● SHORT PROBLEM: Put every line of the material into a Markdown table with the columns "Row" and "Line text," numbering the rows and skipping blank lines. Leave the pictures out.

--- START OF DATA SUPPLIED ---

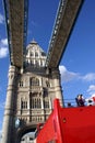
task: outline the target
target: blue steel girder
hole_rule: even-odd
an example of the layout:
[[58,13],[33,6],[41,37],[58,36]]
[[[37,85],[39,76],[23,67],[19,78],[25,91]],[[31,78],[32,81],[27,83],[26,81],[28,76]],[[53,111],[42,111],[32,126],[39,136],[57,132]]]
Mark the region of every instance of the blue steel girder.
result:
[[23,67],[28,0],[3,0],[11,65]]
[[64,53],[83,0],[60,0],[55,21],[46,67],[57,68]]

--- END OF DATA SUPPLIED ---

● ANSWER IN FULL:
| Row | Line text |
|---|---|
| 1 | task: outline the target |
| 2 | target: blue steel girder |
| 3 | hole_rule: even-odd |
| 4 | an example of the layout: |
| 5 | [[58,13],[33,6],[41,37],[58,36]] |
| 6 | [[[37,85],[39,76],[23,67],[19,78],[25,91]],[[31,78],[32,81],[27,83],[26,81],[28,76]],[[53,111],[42,111],[32,126],[39,136],[57,132]]] |
| 7 | Mark the region of every instance of the blue steel girder. |
| 8 | result: |
| 9 | [[23,67],[28,0],[3,0],[11,65]] |
| 10 | [[64,53],[83,0],[60,0],[55,21],[46,67],[57,68]] |